**Passage shown**
———

Blackburn v. A.C. Isr. Enters.

Docket NumberCIVIL 3:22cv146 (DJN)
Decision Date24 July 2023
PartiesSHERRY BLACKBURN, et al., individually and behalf of all others similarly situated Plaintiffs, v. A.C. ISRAEL ENTERPRISES, et al., Defendants.
CourtU.S. District Court — Eastern District of Virginia
MEMORANDUM OPINION

David J. Novak, United States District Judge.

This matter comes before the Court on nine motions:

(1) The Kellner Defendants'[1] Motion to Dismiss Pursuant to Rules 12(b)(2) and 12(b)(6) (ECF No. 95);[2]

(2) The LP Investor Defendants'[3] and Signal Light Defendants'[4] joint Motion to Dismiss Pursuant to Rule 12(b)(2) (ECF No. 96);[5]

(3) The LP Investor Defendants' Motion to Dismiss Pursuant to Rule 12(b)(6) (ECF No. 98);[6] (4) The Signal Light Defendants' Motion to Dismiss Pursuant to Rule 12(b)(6) (ECF No. 101);[7]

(5) Defendant Cabbage City, LLC's (Cabbage City) Motion to Dismiss Pursuant to Rules 12(b)(2) and 12(b)(6) (ECF No. 116);[8]'[9]

(6) The Raizada Defendants'[10] Motion to Dismiss Pursuant to Rule 12(b)(2) (ECF No. 145);[11]

(7) Defendant Spectrum Business Ventures Inc.'s Motion to Dismiss Pursuant to Rule 12(b)(6) (ECF No. 147)[12]

(8) Defendant Amit Raizada's Motion to Dismiss Pursuant to Rule 12(b)(6) (ECF No. 149);[13] and, (9) The Raizada Group LLLP's Motion to Dismiss Pursuant to Rule 12(b)(6) (ECF No. 150).[14] (Collectively, the “Motions” or the Motions to Dismiss.”)

———

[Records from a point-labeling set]
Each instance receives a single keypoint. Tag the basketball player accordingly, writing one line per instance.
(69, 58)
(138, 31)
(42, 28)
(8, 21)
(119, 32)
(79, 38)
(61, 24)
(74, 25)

———

**Problems to solve**
(1) Could you extract the entire court opinion excerpt, reproducing it without any changes?
(2) Would you copy every line of the records verbatim, from the first through the last?

**Solutions below**
(1)
Blackburn v. A.C. Isr. Enters.

Docket NumberCIVIL 3:22cv146 (DJN)
Decision Date24 July 2023
PartiesSHERRY BLACKBURN, et al., individually and behalf of all others similarly situated Plaintiffs, v. A.C. ISRAEL ENTERPRISES, et al., Defendants.
CourtU.S. District Court — Eastern District of Virginia
MEMORANDUM OPINION

David J. Novak, United States District Judge.

This matter comes before the Court on nine motions:

(1) The Kellner Defendants'[1] Motion to Dismiss Pursuant to Rules 12(b)(2) and 12(b)(6) (ECF No. 95);[2]

(2) The LP Investor Defendants'[3] and Signal Light Defendants'[4] joint Motion to Dismiss Pursuant to Rule 12(b)(2) (ECF No. 96);[5]

(3) The LP Investor Defendants' Motion to Dismiss Pursuant to Rule 12(b)(6) (ECF No. 98);[6] (4) The Signal Light Defendants' Motion to Dismiss Pursuant to Rule 12(b)(6) (ECF No. 101);[7]

(5) Defendant Cabbage City, LLC's (Cabbage City) Motion to Dismiss Pursuant to Rules 12(b)(2) and 12(b)(6) (ECF No. 116);[8]'[9]

(6) The Raizada Defendants'[10] Motion to Dismiss Pursuant to Rule 12(b)(2) (ECF No. 145);[11]

(7) Defendant Spectrum Business Ventures Inc.'s Motion to Dismiss Pursuant to Rule 12(b)(6) (ECF No. 147)[12]

(8) Defendant Amit Raizada's Motion to Dismiss Pursuant to Rule 12(b)(6) (ECF No. 149);[13] and, (9) The Raizada Group LLLP's Motion to Dismiss Pursuant to Rule 12(b)(6) (ECF No. 150).[14] (Collectively, the “Motions” or the Motions to Dismiss.”)

(2)
Each instance receives a single keypoint. Tag the basketball player accordingly, writing one line per instance.
(69, 58)
(138, 31)
(42, 28)
(8, 21)
(119, 32)
(79, 38)
(61, 24)
(74, 25)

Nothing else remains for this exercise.